PROVIDED TEXT

--*--

Graciela Iturbide was born in Mexico in 1942, the eldest of thirteen children. She then married the architect Manuel Rocha Díaz in 1962 and had three children over the next eight years. Iturbide's six year old daughter died in 1970; after this death she turned to photography. She studied at the Centro Universitario de Estudios Cinematográficos at the Universidad Nacional Autónoma de México, where she met her mentor, the teacher, cinematographer and photographer Manuel Álvarez Bravo.

Iturbide photographs everyday life, almost entirely in black-and-white. She was inspired by the photography of Josef Koudelka, Henri Cartier-Bresson, Sebastiao Salgado and Álvarez Bravo. She became interested in the daily life of Mexico's indigenous cultures and has photographed life in Mexico City, Juchitán, Oaxaca and on the Mexican/American frontier (El Frontera.)

In 1979, Iturbide was asked by a man to photograph his village. Interested by the proposal, Iturbide released her first collection, titled "Mujer Ángel" ("Angel Woman") and shot in Mexico's portion of the Sonoran desert. Her first experience as a photographer shaped Iturbide's views on life, making her a strong supporter of feminism. The image of "Mujer Ángel" was used by the politically charged metal group Rage Against The Machine for their single "Vietnow" in 1997.

Some of the inspiration for her next work came from her support of feminist causes. Her well known collection, "Señora de Las Iguanas", ("Our Lady of the Iguanas") was shot in Juchitán, Oaxaca, a city where women dominated town life. Her work in Juchitán was not only about women, however: she also shot "Magnolia", a photo of a man wearing a dress and looking at himself on a mirror. It was "Magnolia" that has led many photography experts to say that Iturbide also explored sexuality among Mexicans with her work.

Iturbide has also photographed Mexican Americans in the White Fence barrio of East Los Angeles as part of the documentary book "A Day in the Life of America" (1987). She has worked in Argentina (during 1996), India (where she shot another well known photo of hers, "Perros Perdidos", or "Lost Dogs"), and the United States, where she did her last known work, an untitled collection of photos shot in Texas.

She is a founding member of the Mexican Council of Photography. Her work has been exhibited internationally and is included in many major museum collections including those of the Metropolitan Museum of Art, the Museum of Modern Art, the Los Angeles County Museum of Art and the J. Paul Getty Museum. The largest collection of original prints in the United States is located at the Wittliff Collections, Texas State University.

She continues to live and work in Coyoacán, Mexico.

--*--

DATA ROWS
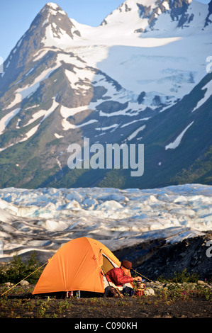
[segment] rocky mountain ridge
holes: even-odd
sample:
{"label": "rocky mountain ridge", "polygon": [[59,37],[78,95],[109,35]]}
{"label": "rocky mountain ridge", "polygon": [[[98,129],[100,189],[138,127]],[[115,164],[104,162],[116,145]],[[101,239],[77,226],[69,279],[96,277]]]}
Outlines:
{"label": "rocky mountain ridge", "polygon": [[[211,184],[211,7],[127,0],[94,28],[48,3],[0,77],[1,186]],[[86,137],[144,144],[143,176],[70,170],[67,148]]]}

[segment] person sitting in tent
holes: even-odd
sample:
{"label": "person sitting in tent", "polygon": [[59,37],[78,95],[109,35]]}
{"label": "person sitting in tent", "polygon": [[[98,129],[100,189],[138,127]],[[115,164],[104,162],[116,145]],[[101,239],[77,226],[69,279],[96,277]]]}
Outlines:
{"label": "person sitting in tent", "polygon": [[[140,276],[133,278],[130,274],[130,269],[133,269],[132,263],[128,260],[123,260],[121,266],[113,268],[106,274],[106,278],[108,286],[105,288],[104,295],[106,297],[116,295],[116,289],[122,290],[122,293],[132,296],[134,294],[133,282],[134,281],[142,281]],[[130,286],[129,286],[130,283]],[[128,286],[125,286],[125,285]],[[123,287],[125,288],[123,288]]]}

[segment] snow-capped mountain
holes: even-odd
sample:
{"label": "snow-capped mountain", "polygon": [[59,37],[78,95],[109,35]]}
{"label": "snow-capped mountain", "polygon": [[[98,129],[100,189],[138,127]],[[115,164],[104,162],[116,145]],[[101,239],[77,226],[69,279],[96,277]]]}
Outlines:
{"label": "snow-capped mountain", "polygon": [[[94,28],[48,3],[0,77],[1,186],[210,184],[211,21],[211,2],[127,0]],[[71,171],[84,137],[143,143],[144,175]]]}

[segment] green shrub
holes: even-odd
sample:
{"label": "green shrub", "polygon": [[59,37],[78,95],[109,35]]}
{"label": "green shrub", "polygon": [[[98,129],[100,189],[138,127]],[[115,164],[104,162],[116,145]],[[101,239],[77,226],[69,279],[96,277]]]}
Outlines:
{"label": "green shrub", "polygon": [[[11,282],[18,283],[40,266],[35,259],[35,254],[32,252],[27,263],[23,262],[20,256],[15,254],[8,264],[0,266],[0,283]],[[27,278],[30,283],[36,283],[42,270],[39,269]]]}

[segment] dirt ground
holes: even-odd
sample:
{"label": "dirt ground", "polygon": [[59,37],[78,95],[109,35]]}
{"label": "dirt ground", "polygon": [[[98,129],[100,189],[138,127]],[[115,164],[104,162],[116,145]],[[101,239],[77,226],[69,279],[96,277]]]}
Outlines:
{"label": "dirt ground", "polygon": [[57,298],[34,296],[28,291],[22,287],[19,293],[18,290],[0,298],[0,318],[101,318],[131,322],[141,318],[212,318],[212,300],[195,294]]}

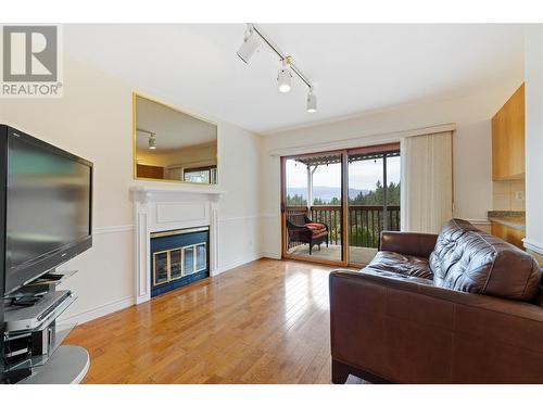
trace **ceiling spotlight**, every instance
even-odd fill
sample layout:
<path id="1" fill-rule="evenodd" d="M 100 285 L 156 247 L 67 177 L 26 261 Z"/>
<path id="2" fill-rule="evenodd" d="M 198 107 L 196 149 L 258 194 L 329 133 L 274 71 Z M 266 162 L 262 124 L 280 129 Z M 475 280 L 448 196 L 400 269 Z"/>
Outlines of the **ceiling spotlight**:
<path id="1" fill-rule="evenodd" d="M 310 88 L 307 93 L 307 112 L 315 113 L 317 111 L 317 96 L 313 93 L 313 89 Z"/>
<path id="2" fill-rule="evenodd" d="M 279 91 L 281 93 L 290 92 L 290 81 L 292 79 L 292 74 L 290 72 L 290 58 L 287 56 L 282 60 L 282 67 L 279 69 L 277 75 L 277 82 L 279 85 Z"/>
<path id="3" fill-rule="evenodd" d="M 261 44 L 261 38 L 258 37 L 258 35 L 254 29 L 249 27 L 248 30 L 245 31 L 245 38 L 243 39 L 243 43 L 241 44 L 241 47 L 237 52 L 238 56 L 245 64 L 249 64 L 249 60 L 256 52 L 260 44 Z"/>
<path id="4" fill-rule="evenodd" d="M 149 150 L 156 150 L 156 135 L 154 132 L 149 136 Z"/>

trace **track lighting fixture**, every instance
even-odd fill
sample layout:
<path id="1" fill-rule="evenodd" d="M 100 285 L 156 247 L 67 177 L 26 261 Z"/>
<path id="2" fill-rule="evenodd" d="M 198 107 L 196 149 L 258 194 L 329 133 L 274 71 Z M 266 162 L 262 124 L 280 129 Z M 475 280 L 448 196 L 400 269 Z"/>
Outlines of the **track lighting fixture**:
<path id="1" fill-rule="evenodd" d="M 307 113 L 315 113 L 317 111 L 317 96 L 313 93 L 313 89 L 310 88 L 307 92 Z"/>
<path id="2" fill-rule="evenodd" d="M 279 48 L 267 37 L 260 27 L 254 24 L 248 24 L 248 29 L 245 31 L 245 37 L 243 38 L 243 43 L 238 50 L 238 56 L 245 64 L 258 49 L 260 44 L 264 43 L 268 46 L 272 51 L 274 51 L 282 63 L 277 75 L 277 86 L 281 93 L 290 92 L 292 89 L 292 74 L 295 74 L 302 82 L 304 82 L 308 90 L 307 93 L 307 112 L 314 113 L 317 111 L 317 96 L 313 91 L 313 85 L 307 79 L 307 77 L 302 73 L 302 71 L 294 65 L 292 58 L 285 54 Z"/>
<path id="3" fill-rule="evenodd" d="M 156 150 L 156 135 L 154 132 L 149 136 L 149 150 Z"/>
<path id="4" fill-rule="evenodd" d="M 258 35 L 252 28 L 252 26 L 249 26 L 245 31 L 245 38 L 243 38 L 243 43 L 241 44 L 241 47 L 237 52 L 238 56 L 245 64 L 249 64 L 249 60 L 251 60 L 251 56 L 253 56 L 253 54 L 256 52 L 260 44 L 261 44 L 261 37 L 258 37 Z"/>
<path id="5" fill-rule="evenodd" d="M 277 85 L 279 86 L 279 91 L 281 93 L 290 92 L 292 74 L 290 72 L 290 58 L 287 56 L 282 60 L 282 67 L 279 69 L 277 75 Z"/>

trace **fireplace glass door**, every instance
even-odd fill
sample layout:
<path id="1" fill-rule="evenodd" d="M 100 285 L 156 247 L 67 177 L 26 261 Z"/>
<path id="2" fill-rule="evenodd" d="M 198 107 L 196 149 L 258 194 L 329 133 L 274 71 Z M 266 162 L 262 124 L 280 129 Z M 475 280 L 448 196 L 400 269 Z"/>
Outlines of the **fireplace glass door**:
<path id="1" fill-rule="evenodd" d="M 169 278 L 176 280 L 182 277 L 181 249 L 169 252 Z"/>
<path id="2" fill-rule="evenodd" d="M 168 281 L 168 251 L 153 253 L 154 284 L 160 285 Z"/>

--*--

TO DO
1. Extract every line of the records that contains the string "mountain", treating uppercase and lowercase letters as different.
2. Continue the text about the photographer Graciela Iturbide from where it stops.

THE ANSWERS
1.
[segment] rocky mountain ridge
{"label": "rocky mountain ridge", "polygon": [[59,37],[78,95],[109,35]]}
{"label": "rocky mountain ridge", "polygon": [[[98,129],[100,189],[138,127]],[[115,164],[104,162],[116,145]],[[101,239],[77,226],[69,279],[96,277]]]}
{"label": "rocky mountain ridge", "polygon": [[[211,184],[211,7],[127,0],[94,28],[48,3],[0,77],[1,186]],[[86,137],[144,144],[143,176],[70,170],[67,148]]]}
[segment] snow-capped mountain
{"label": "snow-capped mountain", "polygon": [[59,37],[78,95],[109,35]]}
{"label": "snow-capped mountain", "polygon": [[[98,129],[100,189],[138,127]],[[115,164],[104,162],[116,145]],[[101,239],[77,226],[69,279],[96,277]]]}
{"label": "snow-capped mountain", "polygon": [[[94,28],[48,3],[0,77],[1,186],[210,184],[211,21],[211,2],[127,0]],[[71,171],[84,137],[143,143],[144,175]]]}

2.
She has won the W. Eugene Smith prize for photography (1987), a first prize award from Farnce's Mois de la Photo, and a Guggenheim Fellowship (1988). In 2008 she received the Hasselblad Foundation Photography Award. [1]

In awarding her the 2008 Hasselblad Foundation award, the Foundation said:

Graciela Iturbide is considered one of the most important and influential Latin American photographers of the past four decades. Her photography is of the highest visual strength and beauty. Graciela Iturbide has developed a photographic style based on her strong interest in culture, ritual and everyday life in her native Mexico and other countries. Iturbide has extended the concept of documentary photography, to explore the relationships between man and nature, the individual and the cultural, the real and the psychological. She continues to inspire a younger generation of photographers in Latin America and beyond.[2]

Her work is represented in the United States by the Rose Gallery in Santa Monica, the Mayans Gallery in Santa Fe and Throckmorton Fine Arts in New York City.

The largest institutioanl collection of Graciela Iturbide photographs in the United States is preserved at the Wittliff collections, Texas State University, San Marcos, TX.[3]

Exhibitions

Graciela Iturbide has had many exhibitions of her work in different parts of the world, starting in 1980. Here is a list of a few of her exhibitions:

Literature

  • Images of the spirit. (1996) New York, Aperture Foundation. ISBN 0-89381-681-7
  • La Forma y la Memoria (1996) ("Form and Memory")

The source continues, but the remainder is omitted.